>>>

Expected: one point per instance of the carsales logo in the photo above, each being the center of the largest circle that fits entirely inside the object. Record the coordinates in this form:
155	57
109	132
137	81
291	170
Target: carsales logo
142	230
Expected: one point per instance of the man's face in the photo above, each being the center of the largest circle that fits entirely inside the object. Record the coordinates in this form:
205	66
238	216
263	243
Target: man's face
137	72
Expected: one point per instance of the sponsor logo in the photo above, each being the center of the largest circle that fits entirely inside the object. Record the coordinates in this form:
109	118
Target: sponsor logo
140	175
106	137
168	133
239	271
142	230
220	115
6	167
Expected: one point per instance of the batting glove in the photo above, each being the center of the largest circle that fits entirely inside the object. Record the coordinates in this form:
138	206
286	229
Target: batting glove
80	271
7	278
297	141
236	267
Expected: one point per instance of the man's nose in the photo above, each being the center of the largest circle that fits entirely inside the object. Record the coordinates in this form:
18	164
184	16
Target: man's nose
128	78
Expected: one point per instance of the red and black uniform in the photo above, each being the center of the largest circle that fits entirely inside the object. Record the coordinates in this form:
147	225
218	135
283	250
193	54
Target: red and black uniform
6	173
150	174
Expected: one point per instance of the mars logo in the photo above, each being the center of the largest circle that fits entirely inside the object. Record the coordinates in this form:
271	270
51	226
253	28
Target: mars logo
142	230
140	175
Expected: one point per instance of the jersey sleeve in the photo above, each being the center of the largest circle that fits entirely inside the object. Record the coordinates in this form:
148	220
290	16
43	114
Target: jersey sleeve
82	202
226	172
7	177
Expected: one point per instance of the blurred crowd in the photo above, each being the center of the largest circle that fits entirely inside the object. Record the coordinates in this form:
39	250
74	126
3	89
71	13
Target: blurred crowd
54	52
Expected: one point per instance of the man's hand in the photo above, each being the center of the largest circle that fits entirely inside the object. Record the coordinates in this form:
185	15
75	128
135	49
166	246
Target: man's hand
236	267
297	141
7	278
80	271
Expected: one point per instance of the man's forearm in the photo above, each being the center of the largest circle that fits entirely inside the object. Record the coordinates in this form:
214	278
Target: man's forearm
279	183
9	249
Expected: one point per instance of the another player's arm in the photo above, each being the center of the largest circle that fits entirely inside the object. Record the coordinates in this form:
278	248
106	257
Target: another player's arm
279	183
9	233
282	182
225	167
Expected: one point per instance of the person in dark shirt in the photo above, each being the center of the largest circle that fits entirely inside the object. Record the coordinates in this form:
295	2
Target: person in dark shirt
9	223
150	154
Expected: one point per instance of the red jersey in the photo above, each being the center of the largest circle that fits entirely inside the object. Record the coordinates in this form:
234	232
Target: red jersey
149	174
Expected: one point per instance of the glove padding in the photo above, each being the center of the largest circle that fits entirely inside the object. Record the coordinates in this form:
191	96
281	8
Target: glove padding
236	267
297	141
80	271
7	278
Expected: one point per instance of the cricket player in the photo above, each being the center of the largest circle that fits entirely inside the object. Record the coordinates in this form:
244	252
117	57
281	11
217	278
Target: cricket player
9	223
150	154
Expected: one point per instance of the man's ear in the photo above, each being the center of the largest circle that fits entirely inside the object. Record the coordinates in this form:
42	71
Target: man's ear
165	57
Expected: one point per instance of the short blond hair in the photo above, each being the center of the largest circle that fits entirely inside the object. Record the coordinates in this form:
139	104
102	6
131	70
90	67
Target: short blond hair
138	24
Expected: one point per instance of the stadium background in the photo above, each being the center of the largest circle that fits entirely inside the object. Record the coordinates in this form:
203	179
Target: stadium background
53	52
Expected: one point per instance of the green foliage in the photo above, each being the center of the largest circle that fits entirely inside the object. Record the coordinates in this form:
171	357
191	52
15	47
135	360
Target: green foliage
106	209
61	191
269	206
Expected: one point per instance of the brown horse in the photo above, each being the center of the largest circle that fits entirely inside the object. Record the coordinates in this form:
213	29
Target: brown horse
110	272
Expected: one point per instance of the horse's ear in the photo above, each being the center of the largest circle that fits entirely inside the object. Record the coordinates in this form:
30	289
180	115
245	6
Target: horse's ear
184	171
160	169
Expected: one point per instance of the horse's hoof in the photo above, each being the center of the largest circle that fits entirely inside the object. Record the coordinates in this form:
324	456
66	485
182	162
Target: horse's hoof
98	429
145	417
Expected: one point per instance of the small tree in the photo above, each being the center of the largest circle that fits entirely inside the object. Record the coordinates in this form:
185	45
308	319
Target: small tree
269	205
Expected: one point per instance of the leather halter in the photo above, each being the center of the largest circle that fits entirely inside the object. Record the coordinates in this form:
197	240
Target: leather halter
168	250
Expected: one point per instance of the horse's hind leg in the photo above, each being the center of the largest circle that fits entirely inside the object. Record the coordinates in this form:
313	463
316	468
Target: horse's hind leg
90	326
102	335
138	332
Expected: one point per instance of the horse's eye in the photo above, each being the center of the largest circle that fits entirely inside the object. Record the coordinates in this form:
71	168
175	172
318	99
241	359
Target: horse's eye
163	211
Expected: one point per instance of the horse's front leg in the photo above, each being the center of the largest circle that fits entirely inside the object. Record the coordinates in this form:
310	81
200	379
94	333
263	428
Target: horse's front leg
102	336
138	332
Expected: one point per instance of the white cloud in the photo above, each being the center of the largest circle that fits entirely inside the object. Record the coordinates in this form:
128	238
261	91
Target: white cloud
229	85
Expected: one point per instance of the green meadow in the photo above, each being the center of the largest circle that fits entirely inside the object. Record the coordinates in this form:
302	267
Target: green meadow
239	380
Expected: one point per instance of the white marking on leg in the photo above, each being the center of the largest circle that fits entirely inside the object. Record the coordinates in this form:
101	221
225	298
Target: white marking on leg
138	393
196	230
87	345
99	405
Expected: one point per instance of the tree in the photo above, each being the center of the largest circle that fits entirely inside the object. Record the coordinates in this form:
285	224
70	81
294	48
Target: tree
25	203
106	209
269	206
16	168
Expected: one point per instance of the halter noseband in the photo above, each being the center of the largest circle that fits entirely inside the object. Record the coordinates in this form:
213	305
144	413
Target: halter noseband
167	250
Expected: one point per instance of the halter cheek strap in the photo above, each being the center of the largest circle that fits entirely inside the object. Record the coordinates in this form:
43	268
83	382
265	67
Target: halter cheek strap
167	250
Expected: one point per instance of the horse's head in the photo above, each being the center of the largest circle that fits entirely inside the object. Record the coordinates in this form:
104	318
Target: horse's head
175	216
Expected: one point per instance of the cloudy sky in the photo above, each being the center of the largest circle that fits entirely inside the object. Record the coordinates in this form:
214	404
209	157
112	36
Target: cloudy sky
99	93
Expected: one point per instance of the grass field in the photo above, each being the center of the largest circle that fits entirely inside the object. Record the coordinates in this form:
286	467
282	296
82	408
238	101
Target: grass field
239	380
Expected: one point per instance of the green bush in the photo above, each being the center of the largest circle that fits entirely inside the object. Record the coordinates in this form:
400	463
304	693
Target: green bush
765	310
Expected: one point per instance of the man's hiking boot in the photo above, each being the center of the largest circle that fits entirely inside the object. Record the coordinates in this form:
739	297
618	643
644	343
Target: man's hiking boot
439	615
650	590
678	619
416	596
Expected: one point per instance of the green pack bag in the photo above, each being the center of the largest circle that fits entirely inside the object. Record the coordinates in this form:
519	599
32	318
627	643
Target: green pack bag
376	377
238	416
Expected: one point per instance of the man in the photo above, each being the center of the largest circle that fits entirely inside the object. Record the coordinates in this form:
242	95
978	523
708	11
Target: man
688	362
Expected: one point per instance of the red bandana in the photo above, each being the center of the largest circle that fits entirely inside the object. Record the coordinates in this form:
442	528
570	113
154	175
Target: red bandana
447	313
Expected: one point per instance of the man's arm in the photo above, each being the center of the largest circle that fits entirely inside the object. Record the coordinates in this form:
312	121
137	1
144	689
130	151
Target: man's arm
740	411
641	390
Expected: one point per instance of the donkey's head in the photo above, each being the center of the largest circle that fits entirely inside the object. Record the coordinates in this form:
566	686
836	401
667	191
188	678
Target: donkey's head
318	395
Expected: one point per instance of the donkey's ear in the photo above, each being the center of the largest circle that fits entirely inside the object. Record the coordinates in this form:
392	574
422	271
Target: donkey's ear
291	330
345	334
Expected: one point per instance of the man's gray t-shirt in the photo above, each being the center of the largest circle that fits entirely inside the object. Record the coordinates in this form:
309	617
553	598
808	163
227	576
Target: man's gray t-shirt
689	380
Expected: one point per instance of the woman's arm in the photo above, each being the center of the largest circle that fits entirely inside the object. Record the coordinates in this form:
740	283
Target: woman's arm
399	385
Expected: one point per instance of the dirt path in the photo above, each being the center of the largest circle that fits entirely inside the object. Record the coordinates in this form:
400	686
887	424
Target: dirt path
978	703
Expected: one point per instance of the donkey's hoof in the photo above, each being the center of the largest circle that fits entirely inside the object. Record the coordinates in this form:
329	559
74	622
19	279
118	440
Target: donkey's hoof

<<<

WORK TO BE COMPLETED. Reproduce verbatim the part of the records that begins with the line containing "Expected: one point per instance of the donkey's hoof" and runs through the end of the records, including both ends.

WRITTEN RESPONSE.
Expected: one point per instance of the donkey's hoof in the photo above, each being the center of the largest circle that fits entirely inside the object. Record the coordinates in this form:
329	559
74	622
19	279
118	440
Target: donkey's hoof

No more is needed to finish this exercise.